**SOURCE DATA**
##############################
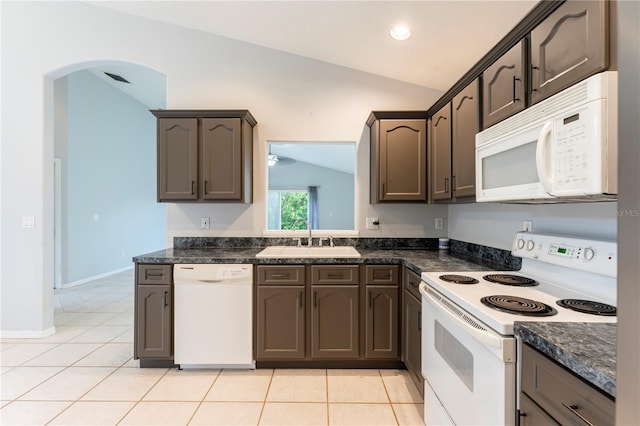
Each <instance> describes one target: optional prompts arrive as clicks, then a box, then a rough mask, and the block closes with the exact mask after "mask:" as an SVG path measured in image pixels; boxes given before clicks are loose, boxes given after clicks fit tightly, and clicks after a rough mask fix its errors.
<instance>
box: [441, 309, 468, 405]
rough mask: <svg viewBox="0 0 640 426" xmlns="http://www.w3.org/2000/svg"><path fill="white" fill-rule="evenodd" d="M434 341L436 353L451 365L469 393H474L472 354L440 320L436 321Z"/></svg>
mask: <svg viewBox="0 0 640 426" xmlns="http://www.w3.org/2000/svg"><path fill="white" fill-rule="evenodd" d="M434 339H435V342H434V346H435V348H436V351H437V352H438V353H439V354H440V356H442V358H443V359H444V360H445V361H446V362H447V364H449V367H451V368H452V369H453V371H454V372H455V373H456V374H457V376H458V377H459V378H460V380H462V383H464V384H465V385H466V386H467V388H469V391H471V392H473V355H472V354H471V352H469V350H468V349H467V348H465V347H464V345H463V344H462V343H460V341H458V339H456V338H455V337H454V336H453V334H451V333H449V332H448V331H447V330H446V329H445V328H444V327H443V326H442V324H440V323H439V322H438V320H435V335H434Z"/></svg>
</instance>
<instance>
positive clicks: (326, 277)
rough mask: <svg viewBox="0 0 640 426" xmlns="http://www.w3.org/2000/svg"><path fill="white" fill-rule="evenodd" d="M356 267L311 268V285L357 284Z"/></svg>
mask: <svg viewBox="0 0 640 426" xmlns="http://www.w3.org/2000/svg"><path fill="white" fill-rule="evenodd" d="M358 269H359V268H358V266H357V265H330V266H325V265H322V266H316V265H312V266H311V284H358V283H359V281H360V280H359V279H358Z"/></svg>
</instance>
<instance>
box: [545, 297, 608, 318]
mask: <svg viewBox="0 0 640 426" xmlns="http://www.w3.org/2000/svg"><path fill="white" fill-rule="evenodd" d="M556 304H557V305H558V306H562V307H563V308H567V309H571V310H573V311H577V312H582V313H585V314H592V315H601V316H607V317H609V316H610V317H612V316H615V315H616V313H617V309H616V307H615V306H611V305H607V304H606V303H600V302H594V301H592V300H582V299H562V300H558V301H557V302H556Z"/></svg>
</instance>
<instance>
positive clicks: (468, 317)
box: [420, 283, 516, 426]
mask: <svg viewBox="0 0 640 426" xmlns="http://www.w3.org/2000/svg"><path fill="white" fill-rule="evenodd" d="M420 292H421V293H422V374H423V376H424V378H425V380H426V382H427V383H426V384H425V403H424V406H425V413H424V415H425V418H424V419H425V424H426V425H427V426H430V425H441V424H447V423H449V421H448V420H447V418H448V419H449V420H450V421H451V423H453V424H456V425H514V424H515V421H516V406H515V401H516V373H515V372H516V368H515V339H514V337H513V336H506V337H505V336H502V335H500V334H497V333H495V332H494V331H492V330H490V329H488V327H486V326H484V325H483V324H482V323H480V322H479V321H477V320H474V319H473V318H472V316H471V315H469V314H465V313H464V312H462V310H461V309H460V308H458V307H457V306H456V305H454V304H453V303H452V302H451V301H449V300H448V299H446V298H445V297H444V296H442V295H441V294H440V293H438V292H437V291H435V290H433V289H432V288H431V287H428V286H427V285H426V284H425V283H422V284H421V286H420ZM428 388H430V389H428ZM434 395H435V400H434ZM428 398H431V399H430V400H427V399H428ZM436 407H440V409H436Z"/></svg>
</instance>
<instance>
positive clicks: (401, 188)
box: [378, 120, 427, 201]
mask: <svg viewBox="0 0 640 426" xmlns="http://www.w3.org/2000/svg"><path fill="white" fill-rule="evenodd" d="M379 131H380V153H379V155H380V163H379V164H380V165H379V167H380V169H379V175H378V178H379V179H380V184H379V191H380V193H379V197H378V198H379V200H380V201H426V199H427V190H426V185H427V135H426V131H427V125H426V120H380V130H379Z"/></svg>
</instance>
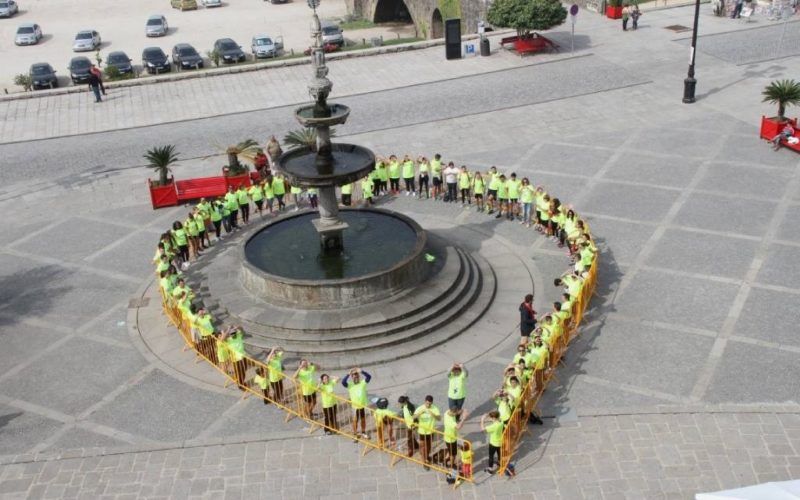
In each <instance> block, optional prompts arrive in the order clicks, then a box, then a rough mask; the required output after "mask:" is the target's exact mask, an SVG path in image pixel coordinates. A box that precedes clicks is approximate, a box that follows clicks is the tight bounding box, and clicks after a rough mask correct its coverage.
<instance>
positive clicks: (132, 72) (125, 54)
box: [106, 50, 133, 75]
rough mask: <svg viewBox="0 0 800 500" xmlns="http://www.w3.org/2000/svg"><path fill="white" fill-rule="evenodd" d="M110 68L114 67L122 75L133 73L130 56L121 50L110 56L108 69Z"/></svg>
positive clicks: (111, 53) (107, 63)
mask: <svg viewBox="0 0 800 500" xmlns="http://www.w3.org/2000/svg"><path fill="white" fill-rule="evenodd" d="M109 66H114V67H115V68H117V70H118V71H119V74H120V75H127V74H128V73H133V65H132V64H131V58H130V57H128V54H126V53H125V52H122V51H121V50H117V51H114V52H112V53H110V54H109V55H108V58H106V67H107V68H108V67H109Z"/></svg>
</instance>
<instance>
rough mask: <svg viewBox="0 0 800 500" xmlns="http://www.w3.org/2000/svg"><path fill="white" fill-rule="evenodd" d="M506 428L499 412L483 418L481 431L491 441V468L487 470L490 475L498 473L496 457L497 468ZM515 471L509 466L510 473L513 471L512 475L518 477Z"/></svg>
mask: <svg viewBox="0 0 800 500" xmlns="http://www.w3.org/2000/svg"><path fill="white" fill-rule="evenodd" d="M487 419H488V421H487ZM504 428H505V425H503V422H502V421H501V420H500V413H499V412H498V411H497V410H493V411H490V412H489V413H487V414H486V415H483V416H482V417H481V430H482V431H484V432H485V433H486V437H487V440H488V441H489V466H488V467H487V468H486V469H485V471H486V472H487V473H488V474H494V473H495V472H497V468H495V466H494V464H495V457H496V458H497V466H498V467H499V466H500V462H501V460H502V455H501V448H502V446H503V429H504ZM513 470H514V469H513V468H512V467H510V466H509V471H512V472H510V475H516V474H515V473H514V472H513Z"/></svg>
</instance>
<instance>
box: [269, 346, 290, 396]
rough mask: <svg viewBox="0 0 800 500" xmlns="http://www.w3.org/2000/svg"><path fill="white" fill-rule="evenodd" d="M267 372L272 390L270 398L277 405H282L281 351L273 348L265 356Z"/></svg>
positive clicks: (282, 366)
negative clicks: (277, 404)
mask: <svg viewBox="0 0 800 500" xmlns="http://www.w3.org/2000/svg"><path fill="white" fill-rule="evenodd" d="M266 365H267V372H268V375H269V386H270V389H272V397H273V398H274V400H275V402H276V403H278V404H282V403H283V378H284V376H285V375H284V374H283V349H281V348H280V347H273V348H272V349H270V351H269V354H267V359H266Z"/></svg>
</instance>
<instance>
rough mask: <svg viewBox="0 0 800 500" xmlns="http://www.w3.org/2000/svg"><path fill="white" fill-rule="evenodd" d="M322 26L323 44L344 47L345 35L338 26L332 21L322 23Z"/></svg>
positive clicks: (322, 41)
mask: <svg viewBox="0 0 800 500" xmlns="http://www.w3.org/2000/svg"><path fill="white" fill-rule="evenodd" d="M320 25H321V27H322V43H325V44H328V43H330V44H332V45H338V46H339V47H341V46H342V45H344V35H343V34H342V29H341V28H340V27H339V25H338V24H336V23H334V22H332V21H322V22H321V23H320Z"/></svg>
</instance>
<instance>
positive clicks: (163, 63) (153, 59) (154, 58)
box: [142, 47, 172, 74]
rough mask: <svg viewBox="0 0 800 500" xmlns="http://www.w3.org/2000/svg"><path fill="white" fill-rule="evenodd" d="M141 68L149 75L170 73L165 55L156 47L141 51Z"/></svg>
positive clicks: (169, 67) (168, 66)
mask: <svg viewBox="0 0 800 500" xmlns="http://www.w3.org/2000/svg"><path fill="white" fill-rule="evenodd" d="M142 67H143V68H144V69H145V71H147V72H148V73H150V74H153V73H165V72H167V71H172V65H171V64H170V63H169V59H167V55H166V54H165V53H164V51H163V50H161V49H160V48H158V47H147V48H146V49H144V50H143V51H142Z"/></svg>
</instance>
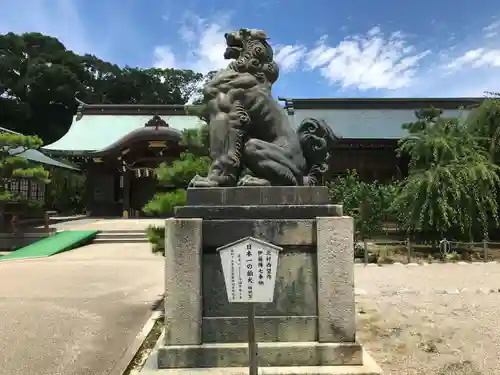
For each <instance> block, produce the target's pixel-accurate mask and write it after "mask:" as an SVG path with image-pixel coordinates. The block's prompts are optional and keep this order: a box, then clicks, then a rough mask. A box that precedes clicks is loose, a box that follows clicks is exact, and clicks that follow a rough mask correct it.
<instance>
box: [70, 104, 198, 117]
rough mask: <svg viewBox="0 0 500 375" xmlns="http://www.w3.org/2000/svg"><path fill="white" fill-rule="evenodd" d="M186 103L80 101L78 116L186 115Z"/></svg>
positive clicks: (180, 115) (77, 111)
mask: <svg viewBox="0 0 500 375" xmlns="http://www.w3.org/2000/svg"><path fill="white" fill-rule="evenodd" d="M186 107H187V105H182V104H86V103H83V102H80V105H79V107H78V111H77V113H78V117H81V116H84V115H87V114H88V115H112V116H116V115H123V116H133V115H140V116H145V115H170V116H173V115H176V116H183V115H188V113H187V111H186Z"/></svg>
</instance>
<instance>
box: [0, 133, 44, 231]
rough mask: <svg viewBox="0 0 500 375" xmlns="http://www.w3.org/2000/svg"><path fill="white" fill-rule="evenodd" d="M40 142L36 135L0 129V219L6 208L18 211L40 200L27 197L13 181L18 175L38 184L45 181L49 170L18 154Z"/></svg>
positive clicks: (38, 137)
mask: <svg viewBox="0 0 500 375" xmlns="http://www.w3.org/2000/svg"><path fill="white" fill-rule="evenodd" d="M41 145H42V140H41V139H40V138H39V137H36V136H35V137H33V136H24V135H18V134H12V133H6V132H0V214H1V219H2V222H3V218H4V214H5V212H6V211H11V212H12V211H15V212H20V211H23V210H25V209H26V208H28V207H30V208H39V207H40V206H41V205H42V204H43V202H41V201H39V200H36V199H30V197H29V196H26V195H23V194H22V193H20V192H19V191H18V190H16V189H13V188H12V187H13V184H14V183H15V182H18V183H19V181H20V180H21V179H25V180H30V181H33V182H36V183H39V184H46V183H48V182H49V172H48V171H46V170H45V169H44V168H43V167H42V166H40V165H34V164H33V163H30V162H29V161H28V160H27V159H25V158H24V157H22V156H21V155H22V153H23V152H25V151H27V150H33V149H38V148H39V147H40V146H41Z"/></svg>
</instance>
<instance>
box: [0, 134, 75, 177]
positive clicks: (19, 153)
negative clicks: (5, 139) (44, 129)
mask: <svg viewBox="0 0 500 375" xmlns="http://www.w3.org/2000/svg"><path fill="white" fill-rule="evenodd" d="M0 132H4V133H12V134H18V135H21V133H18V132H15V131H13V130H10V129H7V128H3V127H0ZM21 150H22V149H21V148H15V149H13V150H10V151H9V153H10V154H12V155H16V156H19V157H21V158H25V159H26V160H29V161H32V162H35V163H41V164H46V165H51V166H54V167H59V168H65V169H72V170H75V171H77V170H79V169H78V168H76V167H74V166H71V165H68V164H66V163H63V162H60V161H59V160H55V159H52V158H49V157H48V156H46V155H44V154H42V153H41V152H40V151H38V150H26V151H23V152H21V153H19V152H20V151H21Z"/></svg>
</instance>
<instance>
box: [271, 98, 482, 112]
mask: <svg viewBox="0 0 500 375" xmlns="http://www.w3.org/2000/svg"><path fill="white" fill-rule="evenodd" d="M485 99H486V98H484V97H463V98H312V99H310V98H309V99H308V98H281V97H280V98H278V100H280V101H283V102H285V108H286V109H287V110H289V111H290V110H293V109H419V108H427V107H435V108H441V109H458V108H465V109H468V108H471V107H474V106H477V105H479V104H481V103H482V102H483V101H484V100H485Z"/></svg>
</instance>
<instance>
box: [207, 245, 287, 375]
##############################
**WORK ITEM**
Copy out every line of the listing above that contains the string "negative", matching case exactly.

**ANSWER BOX**
negative clicks: (277, 404)
negative clicks: (5, 139) (44, 129)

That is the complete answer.